======== Selected excerpt ========

Vols Stirred Up by Underdog Status

By WARD GOSSETT
Assistant Sports Editor

TEMPE, Ariz. -- A bubbling Tennessee teapot tempest could boil over tonight. When oddsmakers bestowed favored status on Nebraska for this evening's Fiesta Bowl, they threw a kerosene-soaked stick on a well-kindled fire.

Since early December when the bowl matchups were announced, there have been questions about the degree of the Vols' eagerness to return to the Fiesta without so much at stake as last January.

Does 9-2 Tennessee belong at the site of its national championship, playing against 12-1 Nebraska, college football's team of the '90s? Are the Volunteers motivated, and what could possibly motivate them?

"Tennessee is a couple of plays from being in the national championship game," said Charlie McBride, Nebraska's legendary defensive coordinator. "You have to have a little bit of luck for a season like that. We learned that from games against Missouri and Kansas State in years when we've been there.

'When I look at past years, they are as tough a football team as we've had (to play), including national championship games."

So, yes, Tennessee belongs here, at least in McBride's estimation, but he isn't alone.

"Just a few points separate both teams from being in New Orleans. Nothing against Florida State or Virginia Tech, but the two best teams in college football are here," said Ralph Brown, Nebraska's All-America defensive back. "We're looking at this as the national championship game."

UT coach Phillip Fulmer wouldn't disagree.

"Nebraska's lost five games in the last two years; we've lost two games in the last two years. This game is a matchup of the last two national champions," Fulmer said. "We both had our opportunities, so this is about as close as one can get."

======== Listed records ========

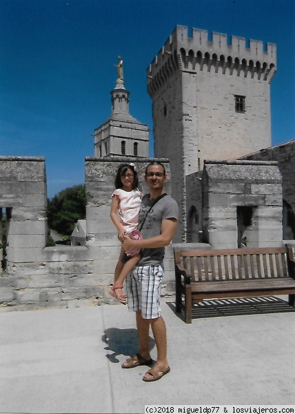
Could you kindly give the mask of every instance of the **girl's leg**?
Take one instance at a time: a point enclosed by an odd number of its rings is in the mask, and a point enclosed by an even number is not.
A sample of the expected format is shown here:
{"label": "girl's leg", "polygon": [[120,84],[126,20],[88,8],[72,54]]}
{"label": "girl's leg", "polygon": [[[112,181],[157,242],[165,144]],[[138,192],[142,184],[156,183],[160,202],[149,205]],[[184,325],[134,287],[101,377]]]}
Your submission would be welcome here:
{"label": "girl's leg", "polygon": [[124,264],[119,277],[116,279],[115,283],[114,283],[113,284],[113,290],[115,292],[115,295],[118,299],[122,304],[126,303],[126,297],[124,295],[122,288],[123,284],[124,282],[124,280],[126,279],[127,276],[129,275],[129,273],[131,272],[133,268],[136,265],[136,264],[139,262],[140,259],[141,255],[139,253],[138,255],[135,255],[134,256],[132,256],[130,259],[129,259],[129,260],[126,262],[126,263]]}
{"label": "girl's leg", "polygon": [[124,264],[119,277],[116,279],[116,286],[123,285],[123,283],[126,279],[127,276],[129,275],[133,268],[135,267],[140,259],[141,255],[139,253],[138,255],[135,255],[134,256],[131,256],[129,260]]}
{"label": "girl's leg", "polygon": [[125,254],[125,250],[123,247],[121,248],[120,256],[118,259],[118,263],[116,264],[116,268],[114,269],[114,284],[119,284],[116,283],[118,277],[120,276],[120,273],[124,267],[124,264],[122,263],[122,258]]}

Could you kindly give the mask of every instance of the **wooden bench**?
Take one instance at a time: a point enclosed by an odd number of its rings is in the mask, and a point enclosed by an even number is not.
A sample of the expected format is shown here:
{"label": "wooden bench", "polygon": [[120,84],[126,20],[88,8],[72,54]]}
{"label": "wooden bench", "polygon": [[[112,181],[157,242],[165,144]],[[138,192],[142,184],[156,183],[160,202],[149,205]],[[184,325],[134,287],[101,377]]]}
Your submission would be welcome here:
{"label": "wooden bench", "polygon": [[192,306],[203,299],[289,295],[294,306],[292,246],[218,250],[174,248],[176,310],[192,323]]}

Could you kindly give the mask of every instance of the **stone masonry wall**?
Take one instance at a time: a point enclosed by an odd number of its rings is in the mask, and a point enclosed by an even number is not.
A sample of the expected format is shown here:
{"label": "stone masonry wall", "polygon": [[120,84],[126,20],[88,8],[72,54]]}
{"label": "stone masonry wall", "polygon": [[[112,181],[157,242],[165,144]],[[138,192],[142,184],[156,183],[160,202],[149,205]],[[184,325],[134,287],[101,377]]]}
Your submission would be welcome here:
{"label": "stone masonry wall", "polygon": [[244,155],[241,159],[276,161],[282,175],[283,199],[295,214],[295,140]]}
{"label": "stone masonry wall", "polygon": [[[143,192],[144,168],[150,161],[136,162]],[[161,161],[169,174],[169,162]],[[0,275],[0,310],[118,303],[108,295],[120,250],[110,209],[121,161],[86,159],[87,246],[47,247],[44,159],[0,157],[0,208],[11,209],[7,269]],[[170,193],[169,179],[165,189]],[[166,248],[165,257],[162,293],[169,295],[174,290],[172,246]]]}
{"label": "stone masonry wall", "polygon": [[251,215],[243,228],[247,247],[283,244],[281,175],[276,161],[205,161],[203,230],[214,248],[238,247],[238,211]]}

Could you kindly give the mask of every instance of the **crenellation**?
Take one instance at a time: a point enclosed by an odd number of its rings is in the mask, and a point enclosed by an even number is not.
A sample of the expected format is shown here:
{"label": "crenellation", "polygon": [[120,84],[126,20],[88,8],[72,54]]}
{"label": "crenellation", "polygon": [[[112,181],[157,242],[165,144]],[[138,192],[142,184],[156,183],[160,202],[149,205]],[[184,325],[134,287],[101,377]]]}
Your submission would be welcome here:
{"label": "crenellation", "polygon": [[[238,77],[243,70],[243,77],[247,77],[250,72],[251,79],[255,76],[269,83],[276,71],[276,45],[267,43],[265,51],[261,41],[250,39],[249,44],[247,47],[246,39],[236,36],[232,36],[228,44],[227,34],[216,32],[210,41],[207,30],[194,28],[190,37],[187,27],[176,26],[147,70],[149,93],[153,96],[164,87],[172,74],[168,66],[173,68],[172,72],[177,67],[182,71],[212,72],[213,66],[213,72],[219,73],[221,68],[223,75],[229,69],[230,75]],[[178,63],[176,68],[174,60]]]}

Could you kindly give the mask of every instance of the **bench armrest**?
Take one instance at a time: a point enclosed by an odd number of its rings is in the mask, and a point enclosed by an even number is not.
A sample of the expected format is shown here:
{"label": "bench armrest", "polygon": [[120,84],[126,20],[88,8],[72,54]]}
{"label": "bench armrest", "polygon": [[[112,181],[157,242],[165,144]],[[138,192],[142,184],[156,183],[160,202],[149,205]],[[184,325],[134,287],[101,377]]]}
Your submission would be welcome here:
{"label": "bench armrest", "polygon": [[181,280],[181,276],[183,276],[185,284],[190,284],[190,274],[181,264],[175,264],[175,277],[176,279],[179,278],[179,282]]}
{"label": "bench armrest", "polygon": [[295,279],[295,255],[294,253],[294,248],[290,244],[286,244],[288,249],[287,263],[289,276]]}

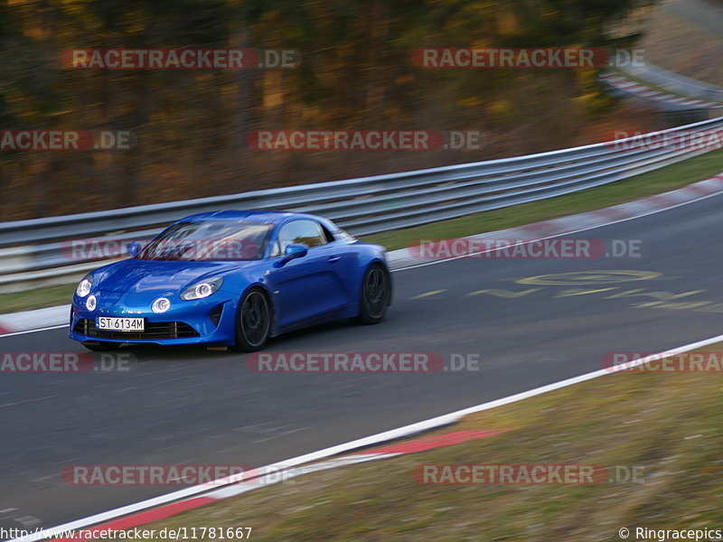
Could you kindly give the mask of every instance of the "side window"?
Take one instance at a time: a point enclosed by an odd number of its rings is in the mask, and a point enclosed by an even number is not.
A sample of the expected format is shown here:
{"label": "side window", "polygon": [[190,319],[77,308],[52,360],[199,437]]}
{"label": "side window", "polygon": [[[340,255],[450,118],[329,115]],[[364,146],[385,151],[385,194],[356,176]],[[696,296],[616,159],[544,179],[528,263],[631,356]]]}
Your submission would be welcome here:
{"label": "side window", "polygon": [[318,222],[314,220],[294,220],[281,228],[278,232],[278,254],[275,254],[277,247],[274,247],[274,253],[271,256],[278,256],[284,253],[289,245],[306,245],[313,248],[326,243],[325,237]]}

========

• **Task**: Could you transcribe the Fiesta Bowl article from "Does 9-2 Tennessee" to "he isn't alone." word for word?

• **Finished task**:
Does 9-2 Tennessee belong at the site of its national championship, playing against 12-1 Nebraska, college football's team of the '90s? Are the Volunteers motivated, and what could possibly motivate them?

"Tennessee is a couple of plays from being in the national championship game," said Charlie McBride, Nebraska's legendary defensive coordinator. "You have to have a little bit of luck for a season like that. We learned that from games against Missouri and Kansas State in years when we've been there.

'When I look at past years, they are as tough a football team as we've had (to play), including national championship games."

So, yes, Tennessee belongs here, at least in McBride's estimation, but he isn't alone.